## Work order
Please write out the final portion of the records below exactly: the line containing "water reflection, the", every line after it, and nothing else.

[Photo-based referring expression data]
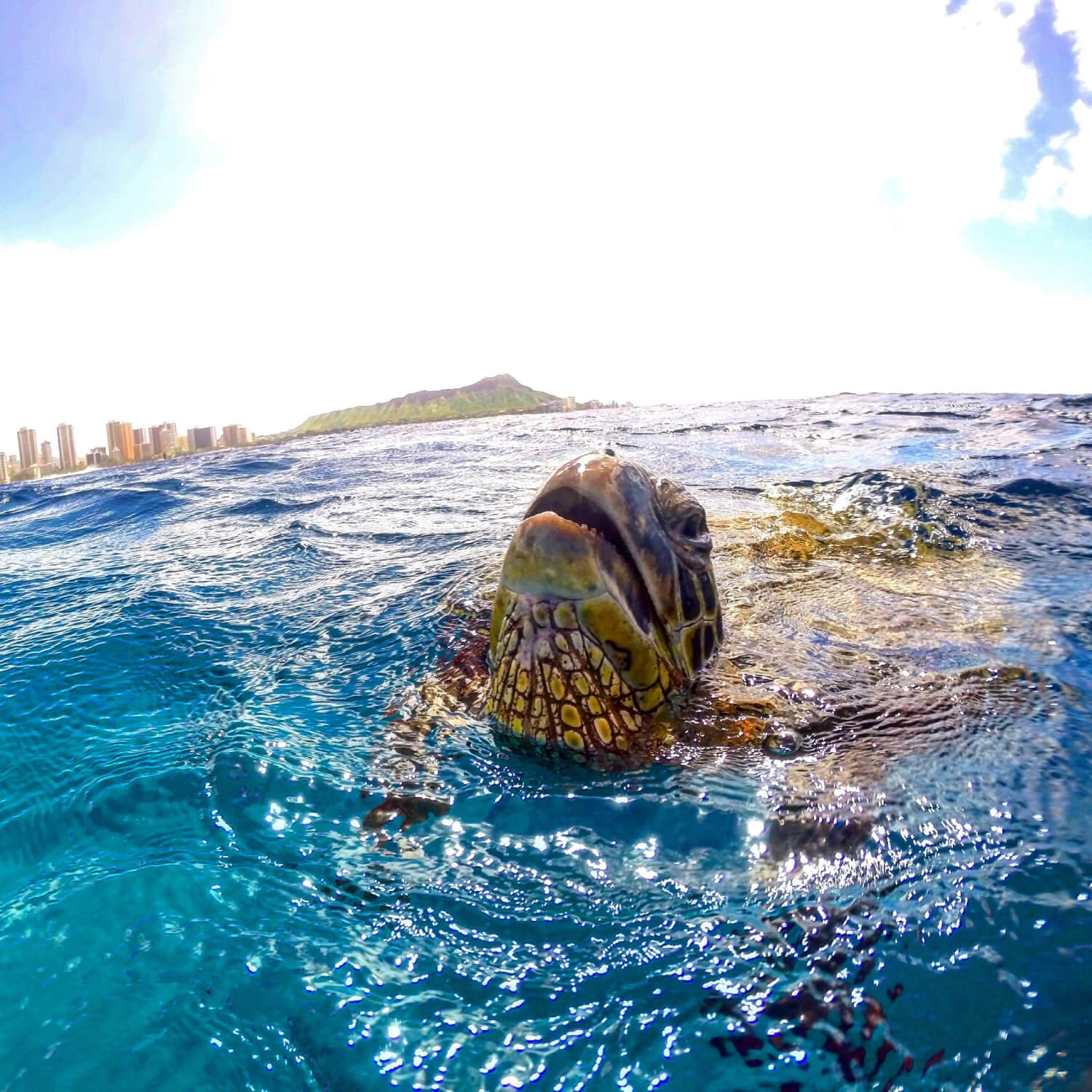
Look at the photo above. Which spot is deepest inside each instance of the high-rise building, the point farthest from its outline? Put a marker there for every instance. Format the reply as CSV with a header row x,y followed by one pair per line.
x,y
66,447
236,436
119,441
164,439
28,448
202,439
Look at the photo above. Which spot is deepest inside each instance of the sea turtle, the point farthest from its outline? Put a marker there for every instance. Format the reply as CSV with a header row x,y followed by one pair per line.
x,y
829,622
627,626
606,609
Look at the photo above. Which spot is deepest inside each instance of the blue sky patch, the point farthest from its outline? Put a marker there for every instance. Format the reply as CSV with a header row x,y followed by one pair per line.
x,y
1054,58
89,115
1054,251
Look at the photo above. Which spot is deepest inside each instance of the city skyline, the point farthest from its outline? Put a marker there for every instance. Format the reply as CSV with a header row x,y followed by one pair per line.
x,y
679,231
124,445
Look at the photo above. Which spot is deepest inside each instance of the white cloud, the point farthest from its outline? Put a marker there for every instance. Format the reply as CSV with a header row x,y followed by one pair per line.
x,y
611,200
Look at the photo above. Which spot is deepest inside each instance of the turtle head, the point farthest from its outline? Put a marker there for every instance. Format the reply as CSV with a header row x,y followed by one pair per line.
x,y
606,605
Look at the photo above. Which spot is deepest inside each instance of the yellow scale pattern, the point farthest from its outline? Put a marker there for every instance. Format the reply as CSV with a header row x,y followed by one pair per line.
x,y
571,695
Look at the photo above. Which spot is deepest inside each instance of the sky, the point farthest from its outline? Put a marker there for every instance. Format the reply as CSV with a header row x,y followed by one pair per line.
x,y
220,211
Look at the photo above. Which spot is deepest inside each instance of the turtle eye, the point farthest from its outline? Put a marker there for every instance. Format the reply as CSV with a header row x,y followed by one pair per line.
x,y
692,526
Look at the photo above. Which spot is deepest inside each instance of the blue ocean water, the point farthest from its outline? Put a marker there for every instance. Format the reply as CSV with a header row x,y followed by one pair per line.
x,y
205,670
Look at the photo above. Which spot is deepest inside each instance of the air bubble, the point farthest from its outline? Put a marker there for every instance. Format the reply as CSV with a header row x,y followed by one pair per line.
x,y
782,742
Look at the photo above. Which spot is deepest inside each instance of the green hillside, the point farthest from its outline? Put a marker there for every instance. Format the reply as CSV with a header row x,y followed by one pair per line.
x,y
487,397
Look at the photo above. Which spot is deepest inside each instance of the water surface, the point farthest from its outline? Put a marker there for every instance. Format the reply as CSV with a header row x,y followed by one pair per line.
x,y
207,679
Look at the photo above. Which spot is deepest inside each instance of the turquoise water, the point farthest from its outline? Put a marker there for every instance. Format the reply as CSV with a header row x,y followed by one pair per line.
x,y
210,673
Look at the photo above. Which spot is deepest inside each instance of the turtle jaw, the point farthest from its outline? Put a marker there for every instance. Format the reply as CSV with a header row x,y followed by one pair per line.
x,y
578,657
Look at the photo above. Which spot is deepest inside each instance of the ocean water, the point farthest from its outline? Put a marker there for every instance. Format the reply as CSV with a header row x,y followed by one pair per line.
x,y
212,670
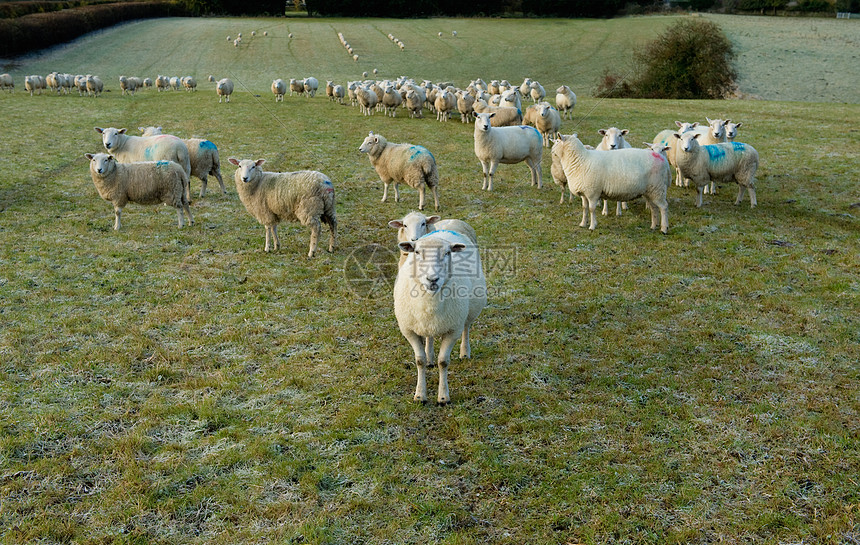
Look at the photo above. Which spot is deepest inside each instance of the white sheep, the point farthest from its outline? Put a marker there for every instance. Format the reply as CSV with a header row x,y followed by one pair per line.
x,y
620,175
306,196
224,88
203,156
613,139
703,165
149,182
279,89
507,145
439,292
410,164
565,101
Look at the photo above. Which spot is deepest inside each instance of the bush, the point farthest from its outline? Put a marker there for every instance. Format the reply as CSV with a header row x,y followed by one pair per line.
x,y
691,59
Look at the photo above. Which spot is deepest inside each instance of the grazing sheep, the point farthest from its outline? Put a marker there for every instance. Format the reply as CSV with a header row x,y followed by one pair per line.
x,y
507,145
130,149
150,182
727,160
439,292
402,163
224,88
203,156
620,175
565,101
306,196
279,88
547,122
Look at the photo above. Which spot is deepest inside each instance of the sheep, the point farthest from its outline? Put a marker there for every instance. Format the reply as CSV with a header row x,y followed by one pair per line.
x,y
565,101
311,84
224,88
402,163
149,182
203,156
129,149
306,196
440,290
726,160
504,116
620,175
507,145
415,225
547,122
279,88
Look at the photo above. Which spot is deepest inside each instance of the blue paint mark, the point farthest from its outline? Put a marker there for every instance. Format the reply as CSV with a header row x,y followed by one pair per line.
x,y
715,153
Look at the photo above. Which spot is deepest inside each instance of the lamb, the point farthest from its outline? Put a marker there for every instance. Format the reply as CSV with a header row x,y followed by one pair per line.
x,y
726,160
620,175
279,88
203,156
565,101
129,149
613,138
224,88
548,122
439,292
306,196
504,116
150,182
402,163
508,145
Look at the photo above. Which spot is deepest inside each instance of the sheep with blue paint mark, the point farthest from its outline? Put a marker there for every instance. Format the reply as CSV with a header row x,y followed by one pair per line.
x,y
507,145
702,165
306,196
203,156
402,163
146,182
130,149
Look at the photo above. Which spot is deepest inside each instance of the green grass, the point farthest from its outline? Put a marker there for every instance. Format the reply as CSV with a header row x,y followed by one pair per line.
x,y
160,385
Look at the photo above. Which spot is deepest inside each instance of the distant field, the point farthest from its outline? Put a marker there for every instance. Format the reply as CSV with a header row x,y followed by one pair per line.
x,y
163,386
779,58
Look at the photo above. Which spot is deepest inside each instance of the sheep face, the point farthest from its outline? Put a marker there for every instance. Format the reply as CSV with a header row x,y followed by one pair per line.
x,y
431,262
110,137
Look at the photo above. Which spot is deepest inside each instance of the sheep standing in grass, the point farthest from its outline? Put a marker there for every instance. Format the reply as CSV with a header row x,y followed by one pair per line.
x,y
439,292
224,88
507,145
279,89
306,196
620,175
402,163
727,160
150,182
203,156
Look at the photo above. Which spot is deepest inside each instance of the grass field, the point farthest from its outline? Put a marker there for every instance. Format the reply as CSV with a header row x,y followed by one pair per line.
x,y
160,385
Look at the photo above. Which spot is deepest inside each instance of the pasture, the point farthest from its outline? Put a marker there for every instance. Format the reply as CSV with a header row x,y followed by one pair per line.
x,y
160,385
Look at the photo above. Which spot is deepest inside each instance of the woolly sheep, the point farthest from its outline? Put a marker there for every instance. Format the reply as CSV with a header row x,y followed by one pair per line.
x,y
727,160
130,149
613,139
203,156
440,290
150,182
620,175
279,88
410,164
507,145
504,116
306,196
224,88
565,101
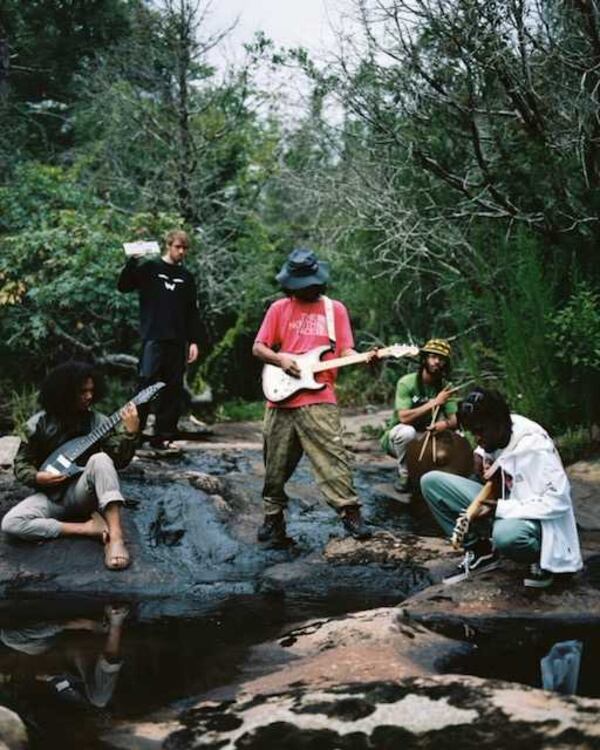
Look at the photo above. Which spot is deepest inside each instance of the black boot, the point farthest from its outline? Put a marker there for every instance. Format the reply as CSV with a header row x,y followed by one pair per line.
x,y
354,524
273,531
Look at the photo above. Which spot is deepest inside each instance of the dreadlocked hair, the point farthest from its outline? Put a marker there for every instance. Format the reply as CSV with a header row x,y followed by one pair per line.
x,y
483,406
60,390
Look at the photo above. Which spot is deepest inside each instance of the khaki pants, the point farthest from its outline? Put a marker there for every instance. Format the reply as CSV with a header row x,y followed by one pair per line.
x,y
38,517
317,431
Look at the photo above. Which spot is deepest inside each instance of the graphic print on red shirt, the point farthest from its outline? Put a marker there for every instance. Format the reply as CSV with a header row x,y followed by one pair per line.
x,y
296,327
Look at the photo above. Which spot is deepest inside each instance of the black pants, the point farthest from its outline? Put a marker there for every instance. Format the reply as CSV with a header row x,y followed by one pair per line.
x,y
163,360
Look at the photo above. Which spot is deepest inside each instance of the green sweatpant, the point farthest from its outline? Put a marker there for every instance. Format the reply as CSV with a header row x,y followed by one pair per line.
x,y
317,431
447,495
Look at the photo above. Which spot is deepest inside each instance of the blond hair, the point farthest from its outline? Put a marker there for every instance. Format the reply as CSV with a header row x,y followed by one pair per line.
x,y
177,234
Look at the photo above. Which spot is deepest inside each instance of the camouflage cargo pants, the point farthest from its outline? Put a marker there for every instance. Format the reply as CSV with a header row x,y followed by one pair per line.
x,y
317,431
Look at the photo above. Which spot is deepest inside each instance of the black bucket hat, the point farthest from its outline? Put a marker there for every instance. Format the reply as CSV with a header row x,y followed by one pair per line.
x,y
301,269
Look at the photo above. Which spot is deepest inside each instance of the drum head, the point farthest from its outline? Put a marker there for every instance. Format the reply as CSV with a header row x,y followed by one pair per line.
x,y
445,451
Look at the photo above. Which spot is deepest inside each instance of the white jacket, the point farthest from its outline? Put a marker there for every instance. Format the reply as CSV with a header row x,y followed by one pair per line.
x,y
540,491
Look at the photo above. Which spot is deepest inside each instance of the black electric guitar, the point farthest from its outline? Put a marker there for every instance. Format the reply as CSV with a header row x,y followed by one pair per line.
x,y
64,459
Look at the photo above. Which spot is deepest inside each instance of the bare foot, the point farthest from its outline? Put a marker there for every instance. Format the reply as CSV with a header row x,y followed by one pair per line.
x,y
96,527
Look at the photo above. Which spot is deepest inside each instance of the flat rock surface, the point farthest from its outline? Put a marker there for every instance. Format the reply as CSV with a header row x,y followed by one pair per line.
x,y
486,600
416,712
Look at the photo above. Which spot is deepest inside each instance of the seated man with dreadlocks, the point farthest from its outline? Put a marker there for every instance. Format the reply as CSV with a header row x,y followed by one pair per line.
x,y
419,397
63,507
534,521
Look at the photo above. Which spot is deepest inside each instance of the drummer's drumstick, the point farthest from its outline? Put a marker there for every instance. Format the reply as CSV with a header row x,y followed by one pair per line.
x,y
428,435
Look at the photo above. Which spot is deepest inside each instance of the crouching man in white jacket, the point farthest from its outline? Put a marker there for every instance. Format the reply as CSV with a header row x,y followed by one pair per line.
x,y
534,521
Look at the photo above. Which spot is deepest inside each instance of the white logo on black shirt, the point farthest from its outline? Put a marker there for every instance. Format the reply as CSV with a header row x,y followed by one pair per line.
x,y
168,285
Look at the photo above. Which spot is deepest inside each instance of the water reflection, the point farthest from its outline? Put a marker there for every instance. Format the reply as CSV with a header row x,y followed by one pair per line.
x,y
560,667
90,665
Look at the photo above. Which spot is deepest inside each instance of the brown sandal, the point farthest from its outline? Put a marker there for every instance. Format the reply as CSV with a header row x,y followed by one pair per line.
x,y
100,527
116,556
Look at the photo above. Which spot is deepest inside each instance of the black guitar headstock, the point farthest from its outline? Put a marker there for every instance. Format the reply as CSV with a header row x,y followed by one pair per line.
x,y
148,393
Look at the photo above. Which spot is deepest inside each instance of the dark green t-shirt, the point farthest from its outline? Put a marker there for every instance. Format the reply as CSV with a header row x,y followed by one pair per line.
x,y
409,396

## Completed task
Look at the photo above. Which spot is deepest inside each instance of the water reflection, the point farthest from its outline? Put a marker there for every instance. Format the reply as CSV with a header row x,y followed by one pair per line.
x,y
560,667
90,665
Look at the photo above. Which spot is deepest inside each instance of the brown sandal, the point farthest from its outline? Put a marker there for every instance. Format the reply as CSV with a header row x,y followed by one pair per line.
x,y
100,527
116,556
Look at the photo above. Which spot is deepest inside each instance of the black guitar headstock, the point farthest from its outline? Put a marker there for every instance. Format the reply as CSV with a header row x,y followed by one pair per line.
x,y
148,393
Look at the photo above. Which spot is deepest inside each instance of the dark green t-shirt, the point farthest from its outline? Put a marker there for every instance. Format the reply as CSV with a header row x,y followed by one pair per line.
x,y
409,396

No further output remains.